===== Document extract =====

Work for a CASE center of interest, simplicity of arrangement, and subdued background. Your gems represent the Boss: all other elements are the workers. Keep focused on the gems. The final score you receive will be primarily based on workmanship, but quality of material, variety and difficulty of the cuts, neatness of the case, design of the risers, and background will all have a bearing.

Well, there you have some of my ideas about case competition. I hope you are interested in giving competition a try. Millions of people never get the chance. I wish you good luck. May your den rapidly fill with trophies.

Part Three: Single Stone Competitions

Cutting the single stone is the real heart of faceting competition. As you progress to higher levels you try to cut a more perfect individual stone than you did before. You cannot accept cutting faults which were acceptable in lower level competitions.

In the past each competitor more or less went along doing his or her best while keeping secrets as to what worked well. Since the International Competition began there has been much better teamwork. We United States facetors are exchanging solutions to cutting problems. Of course we are not about to help the other Country’s team, but are glad to do what we can to help our team. If you have a good idea to share, your idea can become meaningful once others know about it.

The various Guilds have newsletters which offer articles by many facetors. These articles often show procedures or products which worked well for the Author. These suggestions may work for you, or they may not However, all of the input is beneficial.

Most competitors start by entering those competitions which only require one stone, or possibly up to three stones. After all, it takes years to assemble good stones in large quantities like twenty to forty stones for a large case. You may sell gems, give them to your friends, or give them to your spouse (where the gems end up in mountings to wear). In any case, having twenty very well cut loose stones for a competition is not easy to come by.

I wish we could all go to shows and see more full cases of faceted stones. However, in the last six or seven years I have seen a trend where some shows have one case or none at all.

Get a good book on Faceting so you will he able to refer to it from time to time as to how light travels into-through-out of your particular gem material. The book will also give hints on cutting characteristics of the various materials.

Every facetor should have a copy of FACETING FOR AMATEURS, by Glenn and Martha Vargas. I feel it is the best book ever written about our hobby. I have two copies; the first one is worn out from use.

I am a very slow facetor. I check a gem often while I am cutting. I strain my eyes for a perfect meet on each facet junction. I usually facet for about two to three hours three times a week. The longest time I have spent on a single stone is 110 hours on a Kunzite. I have never finished a gem in one day. The worst competition experience I have had happened many years ago, when I was talked into entering a “who can cut a stone the fastest” contest. Needless to say I was the one with the worst score that time. I hated every minute of that attempt.. Cutting fast is not an art in my mind. You can see why I am not in the business of cutting for money. I am too slow.

I try for a perfect job at ten-power magnification. But I have never succeeded in cutting a stone to my complete satisfaction! Maybe a ten-power stone with perfect meets, good polish, excellent alignment, all at one time is not possible for me. I do the best I can each time, and hope that it is very good work in relation to the standards set by the judges.

The number of those competing with you may be two or three facetors, or it may be fifteen. That does not matter. What matters is that you are trying to do your best each time.

===== Dataset content =====

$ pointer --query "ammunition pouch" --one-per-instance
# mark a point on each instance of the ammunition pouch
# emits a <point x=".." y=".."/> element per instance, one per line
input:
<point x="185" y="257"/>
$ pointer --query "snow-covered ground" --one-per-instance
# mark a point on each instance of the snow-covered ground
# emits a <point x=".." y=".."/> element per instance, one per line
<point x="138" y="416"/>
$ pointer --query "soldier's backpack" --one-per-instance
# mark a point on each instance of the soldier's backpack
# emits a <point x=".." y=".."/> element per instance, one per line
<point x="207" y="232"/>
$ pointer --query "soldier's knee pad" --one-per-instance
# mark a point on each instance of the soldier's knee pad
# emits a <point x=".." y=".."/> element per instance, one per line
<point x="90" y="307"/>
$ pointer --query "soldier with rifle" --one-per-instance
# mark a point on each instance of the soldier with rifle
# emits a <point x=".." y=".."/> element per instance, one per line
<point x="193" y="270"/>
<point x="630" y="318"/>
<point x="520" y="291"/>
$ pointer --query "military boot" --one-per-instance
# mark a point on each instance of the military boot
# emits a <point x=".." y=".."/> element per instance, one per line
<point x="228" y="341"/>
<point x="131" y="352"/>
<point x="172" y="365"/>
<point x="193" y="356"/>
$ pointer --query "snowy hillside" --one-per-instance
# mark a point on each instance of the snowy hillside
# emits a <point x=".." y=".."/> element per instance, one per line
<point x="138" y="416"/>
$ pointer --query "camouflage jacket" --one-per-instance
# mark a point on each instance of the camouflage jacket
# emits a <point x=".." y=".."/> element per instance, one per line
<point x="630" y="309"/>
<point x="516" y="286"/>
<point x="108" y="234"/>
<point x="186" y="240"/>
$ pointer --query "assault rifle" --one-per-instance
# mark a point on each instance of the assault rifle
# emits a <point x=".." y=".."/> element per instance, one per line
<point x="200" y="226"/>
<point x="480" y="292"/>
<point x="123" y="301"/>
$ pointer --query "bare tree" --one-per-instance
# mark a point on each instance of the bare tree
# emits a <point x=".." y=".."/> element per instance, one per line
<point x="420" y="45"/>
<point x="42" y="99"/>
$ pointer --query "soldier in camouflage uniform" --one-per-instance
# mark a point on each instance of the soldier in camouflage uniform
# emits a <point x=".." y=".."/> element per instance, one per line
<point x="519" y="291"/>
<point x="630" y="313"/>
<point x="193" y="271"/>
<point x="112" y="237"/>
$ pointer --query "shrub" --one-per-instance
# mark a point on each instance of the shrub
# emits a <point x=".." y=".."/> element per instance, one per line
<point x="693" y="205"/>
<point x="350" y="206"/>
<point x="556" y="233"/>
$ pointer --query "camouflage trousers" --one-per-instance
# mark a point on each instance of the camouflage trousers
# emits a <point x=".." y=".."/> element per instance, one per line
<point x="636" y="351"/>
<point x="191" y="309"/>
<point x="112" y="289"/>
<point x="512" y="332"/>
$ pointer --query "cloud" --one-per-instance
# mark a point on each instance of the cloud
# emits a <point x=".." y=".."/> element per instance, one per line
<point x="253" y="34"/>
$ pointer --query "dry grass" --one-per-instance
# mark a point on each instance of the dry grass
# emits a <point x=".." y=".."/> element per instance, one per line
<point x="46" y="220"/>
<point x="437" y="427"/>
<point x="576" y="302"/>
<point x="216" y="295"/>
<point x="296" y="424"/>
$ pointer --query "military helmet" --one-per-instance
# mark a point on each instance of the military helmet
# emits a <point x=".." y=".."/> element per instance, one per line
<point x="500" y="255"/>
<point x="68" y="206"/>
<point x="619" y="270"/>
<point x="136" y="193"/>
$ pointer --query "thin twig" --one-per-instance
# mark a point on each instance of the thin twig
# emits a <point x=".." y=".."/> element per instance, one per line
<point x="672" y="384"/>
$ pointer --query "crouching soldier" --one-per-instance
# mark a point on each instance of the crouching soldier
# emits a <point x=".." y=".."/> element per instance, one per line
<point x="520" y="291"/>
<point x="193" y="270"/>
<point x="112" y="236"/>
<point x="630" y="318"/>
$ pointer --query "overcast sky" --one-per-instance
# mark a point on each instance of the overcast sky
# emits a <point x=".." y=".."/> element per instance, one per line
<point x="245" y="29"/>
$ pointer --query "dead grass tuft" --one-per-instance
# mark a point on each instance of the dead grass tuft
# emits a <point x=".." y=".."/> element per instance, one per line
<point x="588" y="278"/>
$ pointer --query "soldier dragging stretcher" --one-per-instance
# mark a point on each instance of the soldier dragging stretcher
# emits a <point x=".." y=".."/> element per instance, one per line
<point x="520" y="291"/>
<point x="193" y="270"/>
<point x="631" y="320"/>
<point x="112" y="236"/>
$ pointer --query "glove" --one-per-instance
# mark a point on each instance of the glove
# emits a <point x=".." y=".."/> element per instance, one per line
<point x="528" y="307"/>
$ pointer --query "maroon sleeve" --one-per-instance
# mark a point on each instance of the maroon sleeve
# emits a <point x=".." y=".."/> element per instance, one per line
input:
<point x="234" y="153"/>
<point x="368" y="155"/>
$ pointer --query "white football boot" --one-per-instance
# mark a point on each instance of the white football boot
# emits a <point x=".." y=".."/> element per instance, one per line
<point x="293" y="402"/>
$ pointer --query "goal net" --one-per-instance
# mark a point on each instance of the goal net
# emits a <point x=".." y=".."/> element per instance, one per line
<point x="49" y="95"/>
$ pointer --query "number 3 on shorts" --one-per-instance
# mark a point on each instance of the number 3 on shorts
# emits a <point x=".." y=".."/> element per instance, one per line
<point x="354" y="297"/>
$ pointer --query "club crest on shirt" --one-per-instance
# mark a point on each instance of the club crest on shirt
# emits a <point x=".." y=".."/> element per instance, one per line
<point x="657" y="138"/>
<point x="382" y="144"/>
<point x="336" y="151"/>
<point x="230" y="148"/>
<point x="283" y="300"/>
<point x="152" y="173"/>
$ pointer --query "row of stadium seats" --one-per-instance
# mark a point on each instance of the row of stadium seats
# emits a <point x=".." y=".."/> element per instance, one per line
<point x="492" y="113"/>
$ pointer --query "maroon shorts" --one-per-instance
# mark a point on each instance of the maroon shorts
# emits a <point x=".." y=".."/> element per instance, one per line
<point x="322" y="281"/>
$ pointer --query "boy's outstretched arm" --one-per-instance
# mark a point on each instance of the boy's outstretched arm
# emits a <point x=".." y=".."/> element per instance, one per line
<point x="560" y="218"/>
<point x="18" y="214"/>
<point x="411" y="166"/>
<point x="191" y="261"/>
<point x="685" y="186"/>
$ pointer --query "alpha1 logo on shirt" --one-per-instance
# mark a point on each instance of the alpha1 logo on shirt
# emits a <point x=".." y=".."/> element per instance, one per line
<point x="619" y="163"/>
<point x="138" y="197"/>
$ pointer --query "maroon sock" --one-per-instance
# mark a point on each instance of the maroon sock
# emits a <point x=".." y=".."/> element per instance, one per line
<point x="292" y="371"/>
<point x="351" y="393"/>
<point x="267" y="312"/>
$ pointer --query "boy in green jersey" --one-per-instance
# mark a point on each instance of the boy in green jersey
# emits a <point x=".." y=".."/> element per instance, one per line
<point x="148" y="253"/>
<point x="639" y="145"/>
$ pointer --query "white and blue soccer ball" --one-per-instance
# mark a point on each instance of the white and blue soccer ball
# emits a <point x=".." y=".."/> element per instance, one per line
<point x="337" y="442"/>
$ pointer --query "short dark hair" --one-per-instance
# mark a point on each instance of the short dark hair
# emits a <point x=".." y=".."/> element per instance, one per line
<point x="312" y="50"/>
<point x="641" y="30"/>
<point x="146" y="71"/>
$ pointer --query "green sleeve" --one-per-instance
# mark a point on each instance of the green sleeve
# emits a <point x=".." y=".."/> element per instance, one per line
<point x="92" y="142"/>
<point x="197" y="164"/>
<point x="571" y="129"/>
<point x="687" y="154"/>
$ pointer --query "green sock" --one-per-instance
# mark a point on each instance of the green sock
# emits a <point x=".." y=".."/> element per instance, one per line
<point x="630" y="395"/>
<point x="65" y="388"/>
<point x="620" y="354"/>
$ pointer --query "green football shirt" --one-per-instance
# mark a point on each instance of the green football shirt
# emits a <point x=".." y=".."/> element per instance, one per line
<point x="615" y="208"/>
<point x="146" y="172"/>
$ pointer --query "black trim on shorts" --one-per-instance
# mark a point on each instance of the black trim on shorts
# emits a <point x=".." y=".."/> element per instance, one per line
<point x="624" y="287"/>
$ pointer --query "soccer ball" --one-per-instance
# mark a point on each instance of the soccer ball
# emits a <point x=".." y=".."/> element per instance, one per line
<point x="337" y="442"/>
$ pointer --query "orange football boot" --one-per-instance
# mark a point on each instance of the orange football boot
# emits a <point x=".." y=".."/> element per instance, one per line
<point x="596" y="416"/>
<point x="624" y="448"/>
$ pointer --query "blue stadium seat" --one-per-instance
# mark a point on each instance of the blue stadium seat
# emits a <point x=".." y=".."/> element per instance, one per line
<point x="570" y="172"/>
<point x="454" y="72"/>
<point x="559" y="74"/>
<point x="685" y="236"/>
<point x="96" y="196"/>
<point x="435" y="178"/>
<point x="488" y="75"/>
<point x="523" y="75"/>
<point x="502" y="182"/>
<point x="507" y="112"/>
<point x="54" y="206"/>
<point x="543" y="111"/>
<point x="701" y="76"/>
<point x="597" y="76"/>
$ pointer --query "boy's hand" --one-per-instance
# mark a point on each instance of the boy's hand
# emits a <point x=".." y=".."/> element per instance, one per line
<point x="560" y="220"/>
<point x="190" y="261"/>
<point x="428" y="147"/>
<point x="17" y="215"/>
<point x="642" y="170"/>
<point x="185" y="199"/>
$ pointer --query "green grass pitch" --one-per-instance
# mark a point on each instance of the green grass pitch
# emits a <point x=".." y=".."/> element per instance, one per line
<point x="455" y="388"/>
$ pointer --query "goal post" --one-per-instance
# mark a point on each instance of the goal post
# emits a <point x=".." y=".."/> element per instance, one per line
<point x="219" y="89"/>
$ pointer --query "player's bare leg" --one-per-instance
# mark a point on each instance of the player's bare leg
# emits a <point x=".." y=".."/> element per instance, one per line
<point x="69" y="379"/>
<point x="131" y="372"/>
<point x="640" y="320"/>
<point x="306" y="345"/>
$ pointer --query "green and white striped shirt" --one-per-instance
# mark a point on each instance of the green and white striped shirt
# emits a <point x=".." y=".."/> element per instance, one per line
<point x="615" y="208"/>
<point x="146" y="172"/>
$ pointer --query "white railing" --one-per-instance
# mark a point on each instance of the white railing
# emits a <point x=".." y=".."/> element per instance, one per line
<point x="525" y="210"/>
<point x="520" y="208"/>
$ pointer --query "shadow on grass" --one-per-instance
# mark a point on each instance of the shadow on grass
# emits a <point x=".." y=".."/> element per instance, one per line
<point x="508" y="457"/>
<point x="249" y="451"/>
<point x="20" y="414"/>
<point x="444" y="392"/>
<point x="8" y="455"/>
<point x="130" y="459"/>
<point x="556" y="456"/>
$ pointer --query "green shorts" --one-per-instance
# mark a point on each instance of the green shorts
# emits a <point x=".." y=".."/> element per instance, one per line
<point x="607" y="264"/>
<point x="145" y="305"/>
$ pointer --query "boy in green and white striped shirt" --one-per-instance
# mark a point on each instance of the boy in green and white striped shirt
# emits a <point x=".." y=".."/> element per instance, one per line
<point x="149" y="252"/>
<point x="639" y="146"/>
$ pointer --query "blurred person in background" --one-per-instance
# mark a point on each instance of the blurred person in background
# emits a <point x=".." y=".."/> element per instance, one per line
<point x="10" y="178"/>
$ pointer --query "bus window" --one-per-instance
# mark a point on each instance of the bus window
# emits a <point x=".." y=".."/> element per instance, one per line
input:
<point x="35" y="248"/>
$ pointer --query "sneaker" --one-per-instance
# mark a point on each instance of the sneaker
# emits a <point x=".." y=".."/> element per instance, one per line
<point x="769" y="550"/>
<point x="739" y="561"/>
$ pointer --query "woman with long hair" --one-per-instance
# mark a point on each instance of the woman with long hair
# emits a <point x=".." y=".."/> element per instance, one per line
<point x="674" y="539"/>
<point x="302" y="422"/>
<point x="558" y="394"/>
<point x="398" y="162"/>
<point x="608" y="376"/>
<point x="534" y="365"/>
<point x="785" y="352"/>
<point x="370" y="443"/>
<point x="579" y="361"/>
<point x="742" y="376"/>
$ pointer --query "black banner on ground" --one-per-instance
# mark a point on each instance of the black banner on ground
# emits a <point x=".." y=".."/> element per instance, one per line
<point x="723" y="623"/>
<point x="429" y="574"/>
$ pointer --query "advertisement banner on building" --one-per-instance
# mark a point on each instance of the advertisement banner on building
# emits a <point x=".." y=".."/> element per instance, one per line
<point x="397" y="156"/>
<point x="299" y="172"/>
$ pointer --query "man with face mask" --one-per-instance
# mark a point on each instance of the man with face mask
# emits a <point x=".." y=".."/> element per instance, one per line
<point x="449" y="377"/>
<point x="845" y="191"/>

=====

Exercise goal | Could you continue the piece on faceting competitions, starting right after its last sentence?

Written response |
With each new material that you work with, try a small inexpensive piece of it first so that you will get a feel for how it cuts and polishes. You might try just four or five facets, with a variety of polishing laps and powders. When you find the best combination that works for you, make a record so that you will not have to experiment on the same type of material when you cut it in the future.

It seems that no two facetors agree on what powders or laps are best. Just find a combination that works for you. On your record sheet you should also make a note of the combinations that did NOT work for you.

The choice of rough is very important Use only excellent rough for competition stones. Poor color, included material, or fractured pieces will not get you a trophy. If a colored material is called for, use a Very light shade of color. The deeper the color the more light is lost in traveling from facet to facet. If you must submit a colored Topaz, do not choose a deep blue one. Find a very pale blue or a golden one. You will get a much brighter gem. I feel that natural Ruby & Sapphire are ugly gems. The light is absorbed in them, and cannot result in a winning gem. Laser Ruby yes, natural Ruby no.

Most natural material that we get has inclusions. These inclusions give us trouble in polishing when they reach the surface of our facets. You are not going to score well with a piece which is full of surface faults, and which has many inclusions that are stopping the light rays as they bounce around inside of the gem. So, do not waste time on poor material. Do buy the best grade rough you can afford.

Each mineral has a Refractive Index or R. I.. The higher value R.I. material results in brighter gems. Quartz has a RI. of only 1.55; Cubic Zirconia has a RI. of 2.18. You know ahead of time that the design cut in CZ is going to be a sparkler compared to the same design cut in Quartz. Consult your books to find the R.I. values of the other minerals.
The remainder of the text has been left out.